Assigned task —
Go to the line containing "Annotation task — locate each instance of the green foliage" and retype it and every later line exactly as written, up to the last line of the entries. Keep pictures out.
─── Entries shown ───
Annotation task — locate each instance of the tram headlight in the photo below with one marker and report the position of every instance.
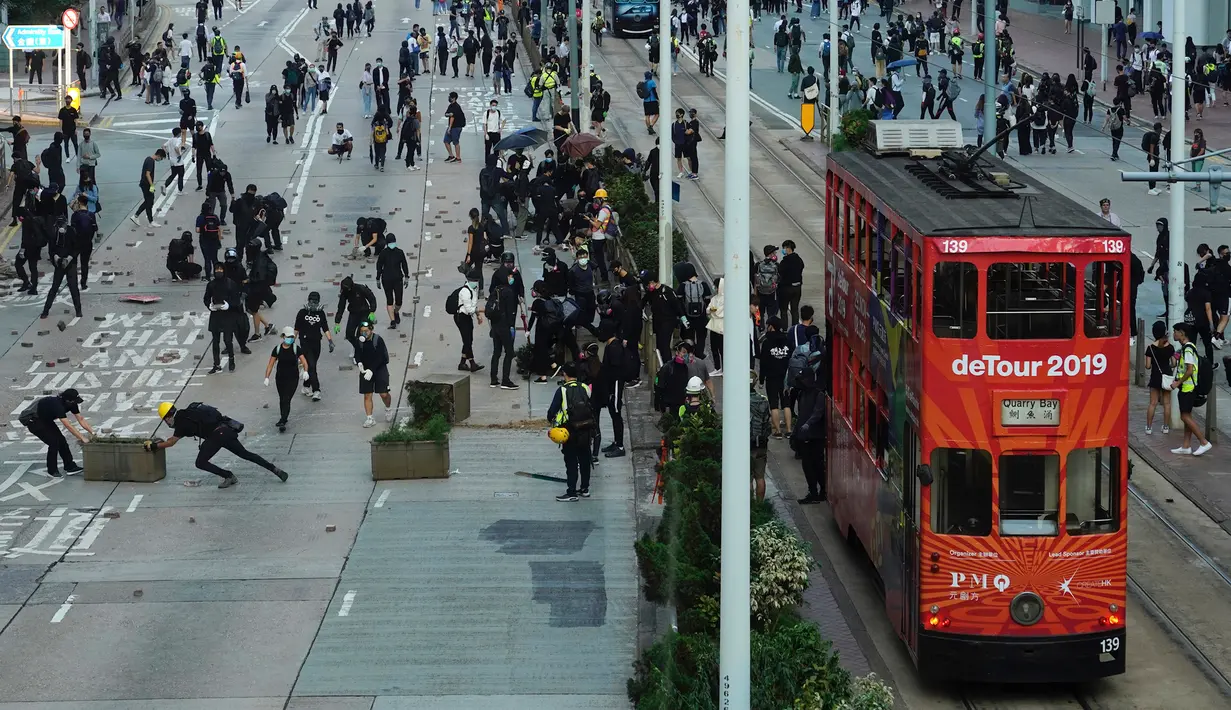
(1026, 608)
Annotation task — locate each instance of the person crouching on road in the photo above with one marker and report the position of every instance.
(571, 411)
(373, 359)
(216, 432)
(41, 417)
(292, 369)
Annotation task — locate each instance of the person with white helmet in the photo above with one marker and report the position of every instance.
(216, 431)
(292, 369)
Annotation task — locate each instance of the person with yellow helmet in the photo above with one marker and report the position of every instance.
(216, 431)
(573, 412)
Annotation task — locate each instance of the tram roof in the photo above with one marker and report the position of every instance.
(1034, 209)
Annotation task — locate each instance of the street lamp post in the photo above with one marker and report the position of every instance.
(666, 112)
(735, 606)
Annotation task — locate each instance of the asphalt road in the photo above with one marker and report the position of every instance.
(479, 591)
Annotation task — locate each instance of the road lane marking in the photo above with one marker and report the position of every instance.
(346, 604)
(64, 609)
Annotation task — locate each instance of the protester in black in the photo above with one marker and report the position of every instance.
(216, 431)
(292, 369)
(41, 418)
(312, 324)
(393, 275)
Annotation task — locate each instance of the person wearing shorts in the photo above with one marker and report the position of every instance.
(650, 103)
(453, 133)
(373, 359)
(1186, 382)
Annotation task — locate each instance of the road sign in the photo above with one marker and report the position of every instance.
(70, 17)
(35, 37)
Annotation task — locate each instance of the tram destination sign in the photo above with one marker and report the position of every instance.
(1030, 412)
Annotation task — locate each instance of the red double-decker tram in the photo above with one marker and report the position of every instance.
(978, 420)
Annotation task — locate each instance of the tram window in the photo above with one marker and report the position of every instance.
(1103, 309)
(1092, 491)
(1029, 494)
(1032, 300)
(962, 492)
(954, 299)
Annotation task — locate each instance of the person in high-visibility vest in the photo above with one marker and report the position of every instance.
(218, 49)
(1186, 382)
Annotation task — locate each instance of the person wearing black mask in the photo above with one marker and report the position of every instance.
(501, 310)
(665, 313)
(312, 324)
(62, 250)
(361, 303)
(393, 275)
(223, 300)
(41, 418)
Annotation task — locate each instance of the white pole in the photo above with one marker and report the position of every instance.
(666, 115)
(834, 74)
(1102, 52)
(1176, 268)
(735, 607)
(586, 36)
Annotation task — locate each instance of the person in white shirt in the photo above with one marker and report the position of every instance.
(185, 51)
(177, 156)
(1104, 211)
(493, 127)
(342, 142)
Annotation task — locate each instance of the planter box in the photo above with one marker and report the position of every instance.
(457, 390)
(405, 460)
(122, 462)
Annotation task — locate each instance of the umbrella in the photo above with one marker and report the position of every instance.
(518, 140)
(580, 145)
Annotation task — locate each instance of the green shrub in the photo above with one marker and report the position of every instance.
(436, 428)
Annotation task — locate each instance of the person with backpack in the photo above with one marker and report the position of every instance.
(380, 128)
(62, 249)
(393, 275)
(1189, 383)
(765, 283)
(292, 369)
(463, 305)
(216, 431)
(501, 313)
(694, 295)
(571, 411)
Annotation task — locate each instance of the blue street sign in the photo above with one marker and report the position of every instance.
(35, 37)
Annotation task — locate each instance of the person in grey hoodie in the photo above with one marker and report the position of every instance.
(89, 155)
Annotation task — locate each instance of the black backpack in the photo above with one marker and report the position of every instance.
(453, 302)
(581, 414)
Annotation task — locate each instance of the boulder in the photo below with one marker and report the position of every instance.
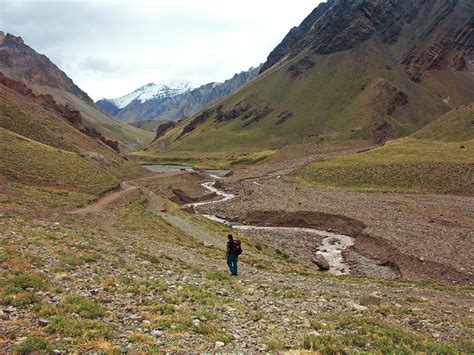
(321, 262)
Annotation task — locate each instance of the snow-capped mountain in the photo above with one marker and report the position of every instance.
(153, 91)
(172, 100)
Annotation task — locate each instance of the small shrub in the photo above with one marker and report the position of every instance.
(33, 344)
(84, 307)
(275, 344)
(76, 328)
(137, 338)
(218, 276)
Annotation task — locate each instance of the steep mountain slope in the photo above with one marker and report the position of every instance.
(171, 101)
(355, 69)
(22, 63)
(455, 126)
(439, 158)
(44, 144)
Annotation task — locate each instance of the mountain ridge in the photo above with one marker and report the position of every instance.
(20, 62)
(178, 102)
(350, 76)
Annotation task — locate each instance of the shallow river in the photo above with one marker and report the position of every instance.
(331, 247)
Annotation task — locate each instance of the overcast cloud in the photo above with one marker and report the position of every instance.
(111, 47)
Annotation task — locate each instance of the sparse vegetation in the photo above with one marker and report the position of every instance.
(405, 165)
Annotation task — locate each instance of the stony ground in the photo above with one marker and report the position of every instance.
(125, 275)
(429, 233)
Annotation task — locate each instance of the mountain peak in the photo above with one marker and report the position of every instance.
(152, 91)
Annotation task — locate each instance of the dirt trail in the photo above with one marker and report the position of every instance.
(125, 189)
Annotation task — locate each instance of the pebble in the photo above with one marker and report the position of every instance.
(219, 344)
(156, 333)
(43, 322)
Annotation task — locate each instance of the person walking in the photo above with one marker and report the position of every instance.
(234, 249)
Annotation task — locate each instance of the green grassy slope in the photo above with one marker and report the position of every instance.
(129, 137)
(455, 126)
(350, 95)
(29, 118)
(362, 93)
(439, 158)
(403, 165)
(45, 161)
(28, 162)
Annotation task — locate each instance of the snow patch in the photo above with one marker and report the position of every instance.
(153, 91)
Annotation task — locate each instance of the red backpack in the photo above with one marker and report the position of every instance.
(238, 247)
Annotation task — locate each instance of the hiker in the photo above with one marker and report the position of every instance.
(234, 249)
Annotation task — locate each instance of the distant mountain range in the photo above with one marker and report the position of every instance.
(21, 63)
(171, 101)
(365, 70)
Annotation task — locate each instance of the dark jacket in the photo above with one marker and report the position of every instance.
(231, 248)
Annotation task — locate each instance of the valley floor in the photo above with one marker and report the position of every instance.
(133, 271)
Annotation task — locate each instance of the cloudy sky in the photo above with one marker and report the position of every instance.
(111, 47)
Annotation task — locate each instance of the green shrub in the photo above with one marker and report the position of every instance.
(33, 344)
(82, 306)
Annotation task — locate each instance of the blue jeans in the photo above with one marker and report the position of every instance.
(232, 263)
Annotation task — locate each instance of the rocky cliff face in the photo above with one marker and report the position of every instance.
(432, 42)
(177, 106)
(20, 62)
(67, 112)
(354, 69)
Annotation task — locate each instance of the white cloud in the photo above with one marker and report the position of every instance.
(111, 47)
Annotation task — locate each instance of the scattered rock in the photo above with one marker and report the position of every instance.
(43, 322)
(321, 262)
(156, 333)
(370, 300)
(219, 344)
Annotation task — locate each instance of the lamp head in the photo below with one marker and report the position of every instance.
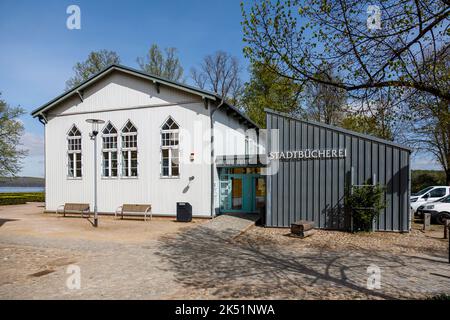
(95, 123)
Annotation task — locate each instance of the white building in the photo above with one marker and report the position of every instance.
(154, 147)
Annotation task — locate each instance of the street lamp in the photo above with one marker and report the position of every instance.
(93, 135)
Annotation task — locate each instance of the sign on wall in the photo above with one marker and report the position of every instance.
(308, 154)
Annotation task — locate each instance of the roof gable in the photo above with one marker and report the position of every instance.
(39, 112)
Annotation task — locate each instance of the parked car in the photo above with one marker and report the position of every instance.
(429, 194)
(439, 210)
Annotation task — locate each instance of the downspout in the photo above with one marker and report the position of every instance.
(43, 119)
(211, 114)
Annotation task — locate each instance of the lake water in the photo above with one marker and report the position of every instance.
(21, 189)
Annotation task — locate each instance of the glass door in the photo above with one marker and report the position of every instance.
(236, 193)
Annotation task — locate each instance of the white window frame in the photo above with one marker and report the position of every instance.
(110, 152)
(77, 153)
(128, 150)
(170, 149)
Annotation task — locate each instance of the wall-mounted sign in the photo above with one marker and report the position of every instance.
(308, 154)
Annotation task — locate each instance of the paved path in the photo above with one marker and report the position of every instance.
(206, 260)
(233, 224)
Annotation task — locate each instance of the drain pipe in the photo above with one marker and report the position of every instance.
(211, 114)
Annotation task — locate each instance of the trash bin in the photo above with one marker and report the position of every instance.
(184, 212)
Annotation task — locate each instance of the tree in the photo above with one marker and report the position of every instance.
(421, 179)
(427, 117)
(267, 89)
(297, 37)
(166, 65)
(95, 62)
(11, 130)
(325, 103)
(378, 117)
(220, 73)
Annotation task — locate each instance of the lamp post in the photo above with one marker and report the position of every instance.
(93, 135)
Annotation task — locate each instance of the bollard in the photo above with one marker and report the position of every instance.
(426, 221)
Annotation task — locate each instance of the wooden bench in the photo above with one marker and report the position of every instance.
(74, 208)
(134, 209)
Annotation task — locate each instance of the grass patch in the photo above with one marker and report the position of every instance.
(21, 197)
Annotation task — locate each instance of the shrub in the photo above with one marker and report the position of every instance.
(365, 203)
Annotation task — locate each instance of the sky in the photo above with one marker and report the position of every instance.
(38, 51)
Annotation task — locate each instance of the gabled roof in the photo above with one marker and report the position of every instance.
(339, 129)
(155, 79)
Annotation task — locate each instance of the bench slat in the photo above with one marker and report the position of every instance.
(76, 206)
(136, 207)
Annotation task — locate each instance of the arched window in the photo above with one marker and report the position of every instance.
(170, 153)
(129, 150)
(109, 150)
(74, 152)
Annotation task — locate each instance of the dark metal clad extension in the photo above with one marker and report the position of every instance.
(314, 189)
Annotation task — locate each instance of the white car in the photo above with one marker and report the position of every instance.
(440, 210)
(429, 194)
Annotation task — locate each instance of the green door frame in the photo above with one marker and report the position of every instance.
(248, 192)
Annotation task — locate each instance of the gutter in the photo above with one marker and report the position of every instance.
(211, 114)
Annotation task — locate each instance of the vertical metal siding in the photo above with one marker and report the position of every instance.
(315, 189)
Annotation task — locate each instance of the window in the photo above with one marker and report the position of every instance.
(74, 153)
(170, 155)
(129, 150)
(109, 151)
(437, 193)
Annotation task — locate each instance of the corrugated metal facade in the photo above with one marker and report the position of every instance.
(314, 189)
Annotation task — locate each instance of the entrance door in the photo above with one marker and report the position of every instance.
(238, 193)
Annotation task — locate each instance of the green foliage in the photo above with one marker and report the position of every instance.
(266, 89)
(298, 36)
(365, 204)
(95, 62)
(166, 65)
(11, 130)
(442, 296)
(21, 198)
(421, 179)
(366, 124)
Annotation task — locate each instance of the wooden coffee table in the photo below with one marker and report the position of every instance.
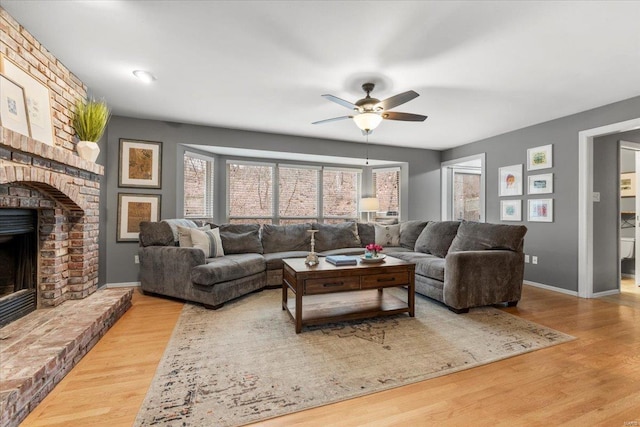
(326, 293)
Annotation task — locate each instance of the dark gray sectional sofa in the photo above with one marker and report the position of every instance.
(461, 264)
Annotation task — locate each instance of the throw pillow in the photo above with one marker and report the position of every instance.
───
Written answer —
Annotation task — locate each instance of the green foliage in the photo above with one marker and report the position of every instance.
(266, 89)
(298, 36)
(365, 204)
(95, 62)
(166, 65)
(11, 130)
(442, 296)
(21, 198)
(421, 179)
(366, 124)
Annotation task — locate each instance of the wooden coffee table in the photo below with one marker and report the position of every instance.
(326, 293)
Annotation task — locate each instance of the dark gray sectional sofa in the photo above with one marker and report the position of every instance.
(461, 264)
Annotation task — locate each instance of the throw pillow in the photo above with one marker and report the position of every instance.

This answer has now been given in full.